→ Aim of the task
Please list every line from the rows below that contains the string "faucet", copying each line in full. Matching is case-sensitive.

— begin —

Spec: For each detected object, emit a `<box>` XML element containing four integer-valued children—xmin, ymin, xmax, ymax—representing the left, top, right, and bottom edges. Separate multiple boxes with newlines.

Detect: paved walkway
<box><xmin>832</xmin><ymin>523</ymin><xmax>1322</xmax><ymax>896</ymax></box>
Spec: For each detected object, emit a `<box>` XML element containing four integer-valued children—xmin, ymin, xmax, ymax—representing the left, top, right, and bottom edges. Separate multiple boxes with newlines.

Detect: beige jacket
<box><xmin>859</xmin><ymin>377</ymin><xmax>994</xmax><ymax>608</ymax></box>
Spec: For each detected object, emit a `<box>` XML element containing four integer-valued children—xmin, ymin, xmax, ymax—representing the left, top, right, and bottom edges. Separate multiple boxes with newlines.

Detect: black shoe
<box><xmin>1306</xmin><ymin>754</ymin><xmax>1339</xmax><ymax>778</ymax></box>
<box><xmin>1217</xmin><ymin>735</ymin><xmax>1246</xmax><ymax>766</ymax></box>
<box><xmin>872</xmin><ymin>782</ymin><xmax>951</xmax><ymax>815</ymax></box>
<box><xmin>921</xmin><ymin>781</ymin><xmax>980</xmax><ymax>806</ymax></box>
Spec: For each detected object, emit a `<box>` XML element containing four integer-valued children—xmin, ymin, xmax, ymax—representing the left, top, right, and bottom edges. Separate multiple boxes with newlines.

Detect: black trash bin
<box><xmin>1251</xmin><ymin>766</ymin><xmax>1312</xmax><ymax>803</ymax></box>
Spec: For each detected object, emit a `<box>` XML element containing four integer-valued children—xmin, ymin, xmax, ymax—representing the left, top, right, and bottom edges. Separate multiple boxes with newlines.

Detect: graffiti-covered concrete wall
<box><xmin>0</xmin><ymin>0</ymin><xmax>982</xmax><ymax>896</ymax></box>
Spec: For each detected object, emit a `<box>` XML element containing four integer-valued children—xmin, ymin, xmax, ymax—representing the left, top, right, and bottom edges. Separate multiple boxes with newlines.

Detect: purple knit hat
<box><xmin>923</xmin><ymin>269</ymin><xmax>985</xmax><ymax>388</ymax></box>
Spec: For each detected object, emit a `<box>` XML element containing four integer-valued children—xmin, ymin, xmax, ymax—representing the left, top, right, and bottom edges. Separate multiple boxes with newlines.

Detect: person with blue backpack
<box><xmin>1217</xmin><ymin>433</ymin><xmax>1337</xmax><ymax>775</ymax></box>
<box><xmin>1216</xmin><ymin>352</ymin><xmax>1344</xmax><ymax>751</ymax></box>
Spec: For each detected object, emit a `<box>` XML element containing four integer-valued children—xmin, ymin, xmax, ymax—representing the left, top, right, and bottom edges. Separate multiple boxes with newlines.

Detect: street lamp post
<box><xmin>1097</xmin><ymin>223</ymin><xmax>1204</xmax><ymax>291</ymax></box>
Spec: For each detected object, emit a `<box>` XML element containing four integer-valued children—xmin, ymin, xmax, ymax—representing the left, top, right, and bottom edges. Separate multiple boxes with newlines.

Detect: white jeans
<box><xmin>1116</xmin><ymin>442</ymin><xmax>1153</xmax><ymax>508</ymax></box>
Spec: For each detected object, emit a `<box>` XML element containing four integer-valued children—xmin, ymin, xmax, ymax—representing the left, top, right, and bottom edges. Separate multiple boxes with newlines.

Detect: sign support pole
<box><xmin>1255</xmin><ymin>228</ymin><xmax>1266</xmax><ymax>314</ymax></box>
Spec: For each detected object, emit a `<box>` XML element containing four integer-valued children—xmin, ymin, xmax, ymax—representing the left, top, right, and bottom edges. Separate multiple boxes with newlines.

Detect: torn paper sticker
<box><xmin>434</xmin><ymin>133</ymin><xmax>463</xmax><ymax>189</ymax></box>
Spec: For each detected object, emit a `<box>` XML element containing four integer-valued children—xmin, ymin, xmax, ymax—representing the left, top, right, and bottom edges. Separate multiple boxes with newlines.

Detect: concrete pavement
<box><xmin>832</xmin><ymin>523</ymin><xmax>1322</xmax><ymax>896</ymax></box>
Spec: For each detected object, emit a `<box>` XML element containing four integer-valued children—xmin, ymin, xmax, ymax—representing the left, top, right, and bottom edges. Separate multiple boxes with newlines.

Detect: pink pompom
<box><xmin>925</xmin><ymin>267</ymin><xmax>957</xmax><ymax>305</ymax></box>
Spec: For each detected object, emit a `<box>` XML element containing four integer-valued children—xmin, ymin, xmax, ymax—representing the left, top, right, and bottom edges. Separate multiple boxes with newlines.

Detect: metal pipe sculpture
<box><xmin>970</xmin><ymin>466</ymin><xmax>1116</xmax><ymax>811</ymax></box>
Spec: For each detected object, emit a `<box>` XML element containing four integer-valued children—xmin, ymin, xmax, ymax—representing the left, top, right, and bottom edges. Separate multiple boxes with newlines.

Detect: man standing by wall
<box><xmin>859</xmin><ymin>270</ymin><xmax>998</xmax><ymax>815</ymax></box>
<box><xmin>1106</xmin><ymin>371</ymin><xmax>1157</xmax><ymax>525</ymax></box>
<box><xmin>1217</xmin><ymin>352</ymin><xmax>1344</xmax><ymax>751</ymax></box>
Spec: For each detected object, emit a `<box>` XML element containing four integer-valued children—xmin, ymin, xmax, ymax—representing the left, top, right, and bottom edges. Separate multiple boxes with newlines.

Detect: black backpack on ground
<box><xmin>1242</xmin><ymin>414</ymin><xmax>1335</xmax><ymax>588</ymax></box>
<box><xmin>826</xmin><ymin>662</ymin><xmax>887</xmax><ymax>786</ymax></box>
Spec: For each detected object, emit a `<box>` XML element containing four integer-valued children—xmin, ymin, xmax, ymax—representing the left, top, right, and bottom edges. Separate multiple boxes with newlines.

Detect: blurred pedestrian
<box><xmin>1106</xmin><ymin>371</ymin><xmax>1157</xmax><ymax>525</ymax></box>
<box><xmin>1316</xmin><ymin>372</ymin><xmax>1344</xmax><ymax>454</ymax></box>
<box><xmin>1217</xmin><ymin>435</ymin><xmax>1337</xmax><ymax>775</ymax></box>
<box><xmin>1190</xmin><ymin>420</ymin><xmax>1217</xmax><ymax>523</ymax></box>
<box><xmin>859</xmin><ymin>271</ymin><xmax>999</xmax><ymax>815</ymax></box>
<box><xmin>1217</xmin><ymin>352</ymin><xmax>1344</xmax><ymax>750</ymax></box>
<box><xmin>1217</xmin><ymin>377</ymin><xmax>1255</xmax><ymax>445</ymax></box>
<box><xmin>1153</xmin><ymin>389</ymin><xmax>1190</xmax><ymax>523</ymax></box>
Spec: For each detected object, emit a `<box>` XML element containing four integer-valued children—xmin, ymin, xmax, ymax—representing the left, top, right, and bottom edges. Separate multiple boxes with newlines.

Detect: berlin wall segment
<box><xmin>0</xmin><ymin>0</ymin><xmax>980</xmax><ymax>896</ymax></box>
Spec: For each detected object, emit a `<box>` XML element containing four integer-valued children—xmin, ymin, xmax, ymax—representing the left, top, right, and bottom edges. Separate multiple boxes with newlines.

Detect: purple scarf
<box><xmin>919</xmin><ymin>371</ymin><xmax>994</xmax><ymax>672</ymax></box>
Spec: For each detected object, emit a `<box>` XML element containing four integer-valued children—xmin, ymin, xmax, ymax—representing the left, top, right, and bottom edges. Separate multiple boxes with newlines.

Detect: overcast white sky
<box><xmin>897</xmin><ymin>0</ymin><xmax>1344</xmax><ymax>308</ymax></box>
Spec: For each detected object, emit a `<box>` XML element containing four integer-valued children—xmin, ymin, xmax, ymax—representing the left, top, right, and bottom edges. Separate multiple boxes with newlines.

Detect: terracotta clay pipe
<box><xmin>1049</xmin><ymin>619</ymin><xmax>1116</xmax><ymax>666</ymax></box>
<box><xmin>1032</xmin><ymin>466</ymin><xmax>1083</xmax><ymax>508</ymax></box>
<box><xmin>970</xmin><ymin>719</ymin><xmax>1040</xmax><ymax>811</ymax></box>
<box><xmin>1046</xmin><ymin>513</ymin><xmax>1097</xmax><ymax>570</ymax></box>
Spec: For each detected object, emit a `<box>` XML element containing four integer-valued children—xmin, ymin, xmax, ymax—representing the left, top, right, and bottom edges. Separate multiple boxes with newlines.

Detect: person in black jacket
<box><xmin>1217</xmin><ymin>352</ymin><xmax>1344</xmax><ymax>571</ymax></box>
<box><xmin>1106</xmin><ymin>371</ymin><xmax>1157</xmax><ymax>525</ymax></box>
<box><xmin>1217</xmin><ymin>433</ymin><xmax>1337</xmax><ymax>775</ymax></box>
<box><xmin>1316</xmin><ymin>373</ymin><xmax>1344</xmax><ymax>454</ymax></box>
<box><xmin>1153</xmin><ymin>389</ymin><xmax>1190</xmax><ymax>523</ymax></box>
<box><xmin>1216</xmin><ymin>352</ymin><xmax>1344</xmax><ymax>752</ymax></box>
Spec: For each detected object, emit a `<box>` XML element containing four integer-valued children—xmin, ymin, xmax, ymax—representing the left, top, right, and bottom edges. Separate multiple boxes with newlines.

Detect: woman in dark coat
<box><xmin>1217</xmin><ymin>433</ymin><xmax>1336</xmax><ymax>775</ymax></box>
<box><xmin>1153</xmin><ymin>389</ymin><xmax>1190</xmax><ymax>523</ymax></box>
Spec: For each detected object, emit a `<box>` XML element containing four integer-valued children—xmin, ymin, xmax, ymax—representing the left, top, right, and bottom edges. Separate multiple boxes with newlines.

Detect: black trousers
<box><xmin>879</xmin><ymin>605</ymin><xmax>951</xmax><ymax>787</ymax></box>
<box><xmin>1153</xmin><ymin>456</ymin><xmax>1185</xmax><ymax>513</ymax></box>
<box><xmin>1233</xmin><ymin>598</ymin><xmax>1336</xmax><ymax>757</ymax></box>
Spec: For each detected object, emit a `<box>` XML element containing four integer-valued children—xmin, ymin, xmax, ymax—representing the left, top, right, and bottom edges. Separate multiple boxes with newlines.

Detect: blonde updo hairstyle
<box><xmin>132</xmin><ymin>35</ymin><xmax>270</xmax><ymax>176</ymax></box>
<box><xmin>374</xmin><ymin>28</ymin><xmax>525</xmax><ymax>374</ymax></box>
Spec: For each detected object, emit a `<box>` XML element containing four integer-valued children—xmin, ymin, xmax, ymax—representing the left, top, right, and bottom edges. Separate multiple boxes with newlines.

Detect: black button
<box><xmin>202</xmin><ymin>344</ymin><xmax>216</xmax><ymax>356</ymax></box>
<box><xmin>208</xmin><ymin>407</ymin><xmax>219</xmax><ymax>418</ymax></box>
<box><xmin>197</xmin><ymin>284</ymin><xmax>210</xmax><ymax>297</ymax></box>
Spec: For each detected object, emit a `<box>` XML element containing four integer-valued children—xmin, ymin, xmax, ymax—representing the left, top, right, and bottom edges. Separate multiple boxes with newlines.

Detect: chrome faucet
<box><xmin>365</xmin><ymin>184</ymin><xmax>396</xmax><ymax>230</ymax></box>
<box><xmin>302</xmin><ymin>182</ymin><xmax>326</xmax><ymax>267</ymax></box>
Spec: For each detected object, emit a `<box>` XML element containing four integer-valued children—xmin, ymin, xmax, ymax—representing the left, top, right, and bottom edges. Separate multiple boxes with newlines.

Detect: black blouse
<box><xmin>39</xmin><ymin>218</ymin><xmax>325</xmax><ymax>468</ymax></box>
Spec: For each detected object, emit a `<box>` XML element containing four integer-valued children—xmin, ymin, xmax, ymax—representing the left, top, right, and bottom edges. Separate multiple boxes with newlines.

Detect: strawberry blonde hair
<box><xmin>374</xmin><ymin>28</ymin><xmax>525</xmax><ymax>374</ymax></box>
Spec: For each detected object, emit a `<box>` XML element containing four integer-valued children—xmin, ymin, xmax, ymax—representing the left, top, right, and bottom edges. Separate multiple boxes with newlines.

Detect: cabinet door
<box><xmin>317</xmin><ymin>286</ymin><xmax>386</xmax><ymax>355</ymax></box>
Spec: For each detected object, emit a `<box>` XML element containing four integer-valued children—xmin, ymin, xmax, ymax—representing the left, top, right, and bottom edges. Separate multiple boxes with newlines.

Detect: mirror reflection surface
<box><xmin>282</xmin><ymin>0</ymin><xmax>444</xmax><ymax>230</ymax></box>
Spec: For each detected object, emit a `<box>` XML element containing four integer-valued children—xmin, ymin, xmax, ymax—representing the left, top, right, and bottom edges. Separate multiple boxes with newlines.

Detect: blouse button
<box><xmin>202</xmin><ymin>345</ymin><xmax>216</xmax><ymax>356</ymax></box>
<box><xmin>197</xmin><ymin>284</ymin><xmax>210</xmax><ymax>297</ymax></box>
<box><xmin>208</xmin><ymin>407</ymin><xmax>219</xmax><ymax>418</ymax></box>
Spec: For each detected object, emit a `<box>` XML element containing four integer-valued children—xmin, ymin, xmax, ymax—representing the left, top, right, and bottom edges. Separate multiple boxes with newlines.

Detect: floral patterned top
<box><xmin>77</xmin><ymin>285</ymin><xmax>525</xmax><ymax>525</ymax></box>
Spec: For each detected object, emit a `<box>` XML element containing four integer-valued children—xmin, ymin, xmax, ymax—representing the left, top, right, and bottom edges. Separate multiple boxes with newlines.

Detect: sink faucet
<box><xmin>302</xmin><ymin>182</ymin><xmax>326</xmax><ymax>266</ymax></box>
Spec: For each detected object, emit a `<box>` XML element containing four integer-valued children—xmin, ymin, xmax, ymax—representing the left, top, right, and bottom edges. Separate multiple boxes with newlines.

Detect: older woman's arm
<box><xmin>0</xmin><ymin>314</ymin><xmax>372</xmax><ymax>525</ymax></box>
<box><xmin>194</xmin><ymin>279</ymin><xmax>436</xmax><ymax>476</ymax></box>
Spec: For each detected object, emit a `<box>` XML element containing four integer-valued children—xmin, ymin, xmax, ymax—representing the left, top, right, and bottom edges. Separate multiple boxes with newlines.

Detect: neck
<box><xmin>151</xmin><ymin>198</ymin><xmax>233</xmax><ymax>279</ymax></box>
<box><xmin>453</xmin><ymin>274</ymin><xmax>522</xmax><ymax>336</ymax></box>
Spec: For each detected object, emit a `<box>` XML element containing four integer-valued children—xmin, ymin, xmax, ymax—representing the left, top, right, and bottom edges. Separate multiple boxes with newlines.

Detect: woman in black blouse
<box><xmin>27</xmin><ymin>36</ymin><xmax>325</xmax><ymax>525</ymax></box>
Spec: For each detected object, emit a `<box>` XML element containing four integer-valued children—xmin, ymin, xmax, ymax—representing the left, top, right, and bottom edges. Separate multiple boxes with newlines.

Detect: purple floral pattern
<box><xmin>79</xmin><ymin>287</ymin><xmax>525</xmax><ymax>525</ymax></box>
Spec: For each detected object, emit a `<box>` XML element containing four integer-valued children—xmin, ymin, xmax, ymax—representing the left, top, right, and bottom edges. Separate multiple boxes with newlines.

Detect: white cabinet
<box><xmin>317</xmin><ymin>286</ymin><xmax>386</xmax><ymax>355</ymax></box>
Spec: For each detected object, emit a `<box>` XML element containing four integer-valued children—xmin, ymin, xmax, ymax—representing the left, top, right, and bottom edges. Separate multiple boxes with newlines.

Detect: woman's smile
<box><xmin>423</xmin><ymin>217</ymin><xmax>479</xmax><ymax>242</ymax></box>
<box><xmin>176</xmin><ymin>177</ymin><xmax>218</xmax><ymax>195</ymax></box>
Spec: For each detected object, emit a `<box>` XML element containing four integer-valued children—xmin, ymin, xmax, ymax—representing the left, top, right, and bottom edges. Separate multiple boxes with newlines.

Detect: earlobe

— end —

→ Written answer
Detect: chrome faucet
Detect: sink faucet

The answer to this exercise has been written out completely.